The Middle Jurassic is the second epoch of the Jurassic Period. It lasted from about 174.1 to 161.5 million years ago. Fossils of land-dwelling animals, such as dinosaurs, from the Middle Jurassic are relatively rare, but geological formations containing land animal fossils include the Forest Marble Formation in England, the Kilmaluag Formation in Scotland, the Calcaire de Caen of France, the Daohugou Beds in China, the Itat Formation in Russia, the Tiourarén Formation of Niger, and the Isalo III Formation of western Madagascar. Rocks of the Middle Jurassic were formerly (until about 1980s) in Europe called Dogger or Brown Jurassic.

==Paleogeography==
During the Middle Jurassic Epoch, Pangaea began to separate into Laurasia and Gondwana, and the Atlantic Ocean formed. Eastern Laurasia was tectonically active as the Cimmerian plate continued to collide with Laurasia's southern coast, completely closing the Paleo-Tethys Ocean. A subduction zone on the coast of western North America continued to create the Ancestral Rocky Mountains. Significant subduction zones were active along practically all of the continental edges surrounding Pangea, as well as in southern Tibet, southeastern Europe, and other locations, to allow the formation of fresh seabed in the proto-Atlantic Ocean. Plate tectonic activity in subduction zones caused the construction of north-south mountain ranges such as the Rocky Mountains and the Andes all along the west coast of North, Central, and South America.

==Fauna==
The Middle Jurassic is one of the key periods in the history of life on Earth. Many groups, including dinosaurs and mammals, diversified during this time.
————————
_Complete the following_.
1 - Which geological formations containing land animal fossils does the Middle Jurassic passage name?
2 - Please extend the Middle Jurassic passage after its last sentence.
————————
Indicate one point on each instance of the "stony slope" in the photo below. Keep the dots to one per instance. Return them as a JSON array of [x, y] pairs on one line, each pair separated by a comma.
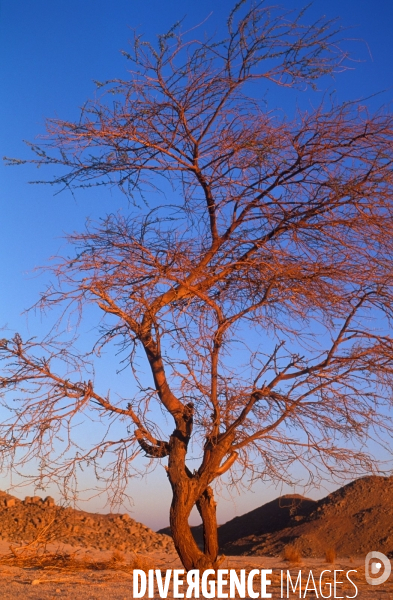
[[23, 520], [354, 520]]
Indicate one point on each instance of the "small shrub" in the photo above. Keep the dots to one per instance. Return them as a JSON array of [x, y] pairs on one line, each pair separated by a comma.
[[291, 554], [330, 555]]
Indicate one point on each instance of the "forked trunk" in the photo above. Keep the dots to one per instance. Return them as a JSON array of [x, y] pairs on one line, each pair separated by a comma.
[[206, 506], [190, 555]]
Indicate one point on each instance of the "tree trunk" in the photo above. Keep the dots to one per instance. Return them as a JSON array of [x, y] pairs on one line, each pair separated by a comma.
[[190, 555], [206, 506]]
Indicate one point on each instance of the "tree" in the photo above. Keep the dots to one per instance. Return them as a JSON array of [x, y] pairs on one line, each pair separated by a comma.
[[259, 296]]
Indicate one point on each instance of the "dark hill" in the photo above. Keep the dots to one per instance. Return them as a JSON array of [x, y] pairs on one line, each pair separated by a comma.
[[353, 520]]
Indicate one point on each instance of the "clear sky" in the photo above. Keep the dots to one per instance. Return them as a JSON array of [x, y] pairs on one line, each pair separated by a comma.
[[50, 53]]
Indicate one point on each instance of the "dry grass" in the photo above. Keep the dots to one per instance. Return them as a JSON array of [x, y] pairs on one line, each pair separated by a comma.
[[330, 555], [65, 562], [292, 554]]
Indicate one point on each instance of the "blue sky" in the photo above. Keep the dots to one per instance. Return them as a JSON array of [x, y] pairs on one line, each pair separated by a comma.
[[50, 53]]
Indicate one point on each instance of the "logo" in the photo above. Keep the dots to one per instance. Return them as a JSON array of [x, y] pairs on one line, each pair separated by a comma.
[[375, 561]]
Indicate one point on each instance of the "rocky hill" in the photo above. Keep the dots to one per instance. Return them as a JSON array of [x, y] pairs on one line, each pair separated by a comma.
[[354, 520], [24, 520]]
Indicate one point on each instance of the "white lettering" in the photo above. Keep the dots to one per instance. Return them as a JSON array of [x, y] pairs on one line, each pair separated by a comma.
[[205, 591], [239, 584], [193, 583], [139, 592]]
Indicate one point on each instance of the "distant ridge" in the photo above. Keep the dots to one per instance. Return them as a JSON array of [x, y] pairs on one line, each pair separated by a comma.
[[353, 520]]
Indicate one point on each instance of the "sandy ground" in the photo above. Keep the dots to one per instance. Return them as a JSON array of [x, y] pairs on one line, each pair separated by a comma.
[[49, 584]]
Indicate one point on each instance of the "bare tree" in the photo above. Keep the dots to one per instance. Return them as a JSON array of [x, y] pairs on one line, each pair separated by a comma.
[[259, 296]]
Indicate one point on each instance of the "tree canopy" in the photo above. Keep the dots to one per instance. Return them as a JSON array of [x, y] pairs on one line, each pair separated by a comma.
[[258, 292]]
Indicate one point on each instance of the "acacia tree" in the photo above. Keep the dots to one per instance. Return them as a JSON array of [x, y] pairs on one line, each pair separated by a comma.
[[259, 296]]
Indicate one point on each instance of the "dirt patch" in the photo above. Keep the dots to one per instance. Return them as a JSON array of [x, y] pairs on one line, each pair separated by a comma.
[[22, 521], [352, 521]]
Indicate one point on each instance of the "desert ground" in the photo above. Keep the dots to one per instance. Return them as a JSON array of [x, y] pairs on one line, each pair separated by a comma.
[[49, 551], [37, 583]]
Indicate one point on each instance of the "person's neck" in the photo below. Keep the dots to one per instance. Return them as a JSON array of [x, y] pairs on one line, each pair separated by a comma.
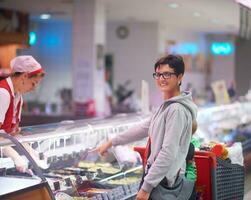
[[15, 85], [169, 95]]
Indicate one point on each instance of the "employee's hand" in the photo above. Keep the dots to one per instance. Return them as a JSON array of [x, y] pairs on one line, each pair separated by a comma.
[[103, 148], [16, 130], [21, 164], [142, 195]]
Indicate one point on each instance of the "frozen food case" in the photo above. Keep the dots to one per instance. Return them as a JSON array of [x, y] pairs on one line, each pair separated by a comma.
[[68, 163]]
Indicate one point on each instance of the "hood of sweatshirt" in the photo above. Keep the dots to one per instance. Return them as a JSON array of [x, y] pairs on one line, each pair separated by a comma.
[[185, 98]]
————————
_Task-by-task answers_.
1 - Forest Marble Formation, Kilmaluag Formation, Calcaire de Caen, Daohugou Beds, Itat Formation, Tiourarén Formation, Isalo III Formation

2 -
===Marine life===
During this time, marine life (including ammonites and bivalves) flourished. Ichthyosaurs, although common, are reduced in diversity; the top marine predators, the pliosaurs, grew to the size of killer whales and larger (e.g. Pliosaurus, Liopleurodon). Plesiosaurs became common at this time, and metriorhynchids first appeared. In the Jurassic seas, a wide range of animals swam. Cartilaginous and bony fish were plentiful. Large fish and marine reptiles were plentiful.

===Terrestrial life===
Many of the major groups of dinosaurs emerged during the Middle Jurassic, (including cetiosaurs, brachiosaurs, megalosaurs and primitive ornithopods).

Descendants of the therapsids, the cynodonts, were still flourishing along with the dinosaurs. These included the tritylodonts and mammals. Mammals remained quite small, but were diverse and numerous in faunas from around the world. Tritylodonts were larger, and also had an almost global distribution.

==Flora==
Conifers were dominant in the Middle Jurassic. Other plants, such as ginkgoes, cycads, and ferns were also common.